*** Opening Given passage ***

Bob Fosse, Michael Jackson, and the Dance Move That Keeps Reappearing

A viral Bob Fosse clip from The Little Prince shows how dance influence travels: through posture, costume, camera grammar, and repeated reinvention.

Bob Fosse, Michael Jackson, and the Dance Move That Keeps Reappearing

Abstract collage of a sinuous dancer silhouette, stage lights, film strips, hat shapes, and dance notation
AI-generated editorial illustration about Bob Fosse, The Little Prince, and pop-choreography influence.

A clip of Bob Fosse dancing as The Snake in Stanley Donen’s 1974 musical The Little Prince resurfaced on Reddit because it looks startlingly familiar to anyone who knows Michael Jackson’s stage vocabulary: the black silhouette, the hat, the isolations, the slinky footwork, the body turning into punctuation.

The claim should be handled carefully. Influence in dance is rarely a clean receipt. But in this case, reputable cultural sources have long noticed the connection. Smithsonian Magazine described Fosse’s style as an influence on Michael Jackson, and the Harvard Film Archive specifically frames Fosse’s black-clad Snake routine as an inspiration.

*** Closing Given passage ***
*** Opening Data shown ***

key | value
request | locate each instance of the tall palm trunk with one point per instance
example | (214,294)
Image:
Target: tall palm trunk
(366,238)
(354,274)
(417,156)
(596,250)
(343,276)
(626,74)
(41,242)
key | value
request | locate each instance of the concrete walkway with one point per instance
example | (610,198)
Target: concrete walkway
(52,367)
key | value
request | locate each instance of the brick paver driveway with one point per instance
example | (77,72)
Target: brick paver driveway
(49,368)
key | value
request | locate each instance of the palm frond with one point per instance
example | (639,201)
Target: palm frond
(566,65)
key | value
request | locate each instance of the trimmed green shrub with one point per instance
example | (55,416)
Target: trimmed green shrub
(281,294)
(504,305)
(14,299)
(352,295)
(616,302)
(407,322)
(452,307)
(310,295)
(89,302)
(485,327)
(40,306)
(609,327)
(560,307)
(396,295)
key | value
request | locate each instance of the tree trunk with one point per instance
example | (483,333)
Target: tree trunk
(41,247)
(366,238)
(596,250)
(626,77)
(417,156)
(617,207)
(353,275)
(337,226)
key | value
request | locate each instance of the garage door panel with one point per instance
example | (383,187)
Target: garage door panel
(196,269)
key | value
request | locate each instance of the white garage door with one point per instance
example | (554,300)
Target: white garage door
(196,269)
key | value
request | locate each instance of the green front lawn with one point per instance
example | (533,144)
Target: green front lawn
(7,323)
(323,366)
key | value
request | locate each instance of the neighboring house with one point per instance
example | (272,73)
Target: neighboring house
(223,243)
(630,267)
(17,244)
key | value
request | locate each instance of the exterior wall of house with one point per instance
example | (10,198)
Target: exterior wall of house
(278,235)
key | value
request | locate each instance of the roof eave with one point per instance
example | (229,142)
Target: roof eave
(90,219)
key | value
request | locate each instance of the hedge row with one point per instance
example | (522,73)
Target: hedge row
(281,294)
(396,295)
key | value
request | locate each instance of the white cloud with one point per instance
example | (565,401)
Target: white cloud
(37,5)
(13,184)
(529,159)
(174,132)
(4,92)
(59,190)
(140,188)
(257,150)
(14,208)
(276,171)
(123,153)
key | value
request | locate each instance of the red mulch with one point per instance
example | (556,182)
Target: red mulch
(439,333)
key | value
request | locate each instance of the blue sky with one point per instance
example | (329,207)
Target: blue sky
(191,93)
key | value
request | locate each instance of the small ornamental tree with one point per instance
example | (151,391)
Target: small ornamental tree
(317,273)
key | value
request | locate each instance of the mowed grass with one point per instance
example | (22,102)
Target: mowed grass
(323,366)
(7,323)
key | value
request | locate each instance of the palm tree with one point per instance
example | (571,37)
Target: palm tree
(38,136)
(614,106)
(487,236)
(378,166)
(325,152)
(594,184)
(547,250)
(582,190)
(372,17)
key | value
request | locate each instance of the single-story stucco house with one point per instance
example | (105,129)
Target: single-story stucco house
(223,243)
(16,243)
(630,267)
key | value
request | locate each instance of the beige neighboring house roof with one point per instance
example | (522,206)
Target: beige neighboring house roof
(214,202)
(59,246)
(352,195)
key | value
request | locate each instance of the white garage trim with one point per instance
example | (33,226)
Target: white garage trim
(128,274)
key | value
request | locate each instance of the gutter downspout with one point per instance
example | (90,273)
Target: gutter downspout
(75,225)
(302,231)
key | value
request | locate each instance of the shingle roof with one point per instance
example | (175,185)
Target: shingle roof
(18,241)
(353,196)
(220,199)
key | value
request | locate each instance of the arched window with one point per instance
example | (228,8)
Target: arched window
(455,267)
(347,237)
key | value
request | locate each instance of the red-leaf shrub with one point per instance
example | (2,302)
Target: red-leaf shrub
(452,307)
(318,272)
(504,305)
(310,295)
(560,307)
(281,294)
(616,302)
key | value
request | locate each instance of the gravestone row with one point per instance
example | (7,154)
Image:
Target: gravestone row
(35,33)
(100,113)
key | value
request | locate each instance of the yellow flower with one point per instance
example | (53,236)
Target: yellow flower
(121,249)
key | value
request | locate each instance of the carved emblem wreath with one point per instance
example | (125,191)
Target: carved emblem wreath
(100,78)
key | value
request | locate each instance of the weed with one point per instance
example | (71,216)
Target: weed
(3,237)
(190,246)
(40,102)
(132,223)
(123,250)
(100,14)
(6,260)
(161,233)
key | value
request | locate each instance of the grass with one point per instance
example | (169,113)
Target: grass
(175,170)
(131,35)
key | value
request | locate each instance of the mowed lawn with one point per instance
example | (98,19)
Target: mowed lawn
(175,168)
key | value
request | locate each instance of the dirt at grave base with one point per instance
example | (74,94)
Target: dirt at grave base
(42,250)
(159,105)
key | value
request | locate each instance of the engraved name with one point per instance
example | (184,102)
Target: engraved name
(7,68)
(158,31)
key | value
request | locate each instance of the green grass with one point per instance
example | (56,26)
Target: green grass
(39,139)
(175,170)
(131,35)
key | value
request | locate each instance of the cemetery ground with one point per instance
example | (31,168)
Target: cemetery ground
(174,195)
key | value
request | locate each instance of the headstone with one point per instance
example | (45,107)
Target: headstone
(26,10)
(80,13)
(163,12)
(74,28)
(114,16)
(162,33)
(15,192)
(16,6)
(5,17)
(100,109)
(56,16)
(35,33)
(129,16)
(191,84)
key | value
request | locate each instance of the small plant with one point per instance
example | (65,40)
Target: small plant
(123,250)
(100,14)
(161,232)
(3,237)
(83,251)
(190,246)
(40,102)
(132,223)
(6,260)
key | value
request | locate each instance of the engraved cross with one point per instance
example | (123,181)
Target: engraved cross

*** Closing Data shown ***

→ **What is required**
Write the next part of the piece on Bob Fosse's Snake routine and Michael Jackson, starting right after its final sentence.

→ **Written reply**
What the Clip Shows

Fosse plays The Snake with a controlled menace: knees angled inward, shoulders precise, hands snapping into hard shapes, pelvis and torso moving as separate instruments. The performance is comic, eerie, seductive, and mechanical all at once. That combination became part of Fosse’s broader signature, visible across stage and screen work from Sweet Charity to Chicago.

What later viewers recognize in Jackson is not a single stolen step so much as a grammar: black-and-white contrast, hat-and-shoe silhouette, isolated joints, sideways glide, sudden freezes, and the idea that a dancer can make stillness feel as dramatic as motion.

Influence Is Not a Straight Line

Jackson’s movement vocabulary also drew from James Brown, Fred Astaire, Sammy Davis Jr., street dance, mime, tap, and the video era’s own camera logic. Fosse belongs in that lineage because his choreography already understood the screen. Smithsonian notes that Fosse helped shape a film grammar that anticipated music-video dance: fragments, cuts, angles, and bodies choreographed for the lens.

That matters because Jackson’s genius was synthesis. He did not simply preserve older musical-theater gestures. He recombined them inside pop spectacle, short-film music videos, arena choreography, and an instantly legible personal silhouette.

The Lean Had Its Own Technology

One reason the conversation can get muddled is that people often mix the Fosse influence with Jackson’s later “Smooth Criminal” anti-gravity lean. That move involved stage technology as well as dance technique. The National Archives’ DocsTeach record identifies U.S. Patent 5,255,452, dated October 26, 1993, for the shoes used to create the anti-gravity illusion in performance.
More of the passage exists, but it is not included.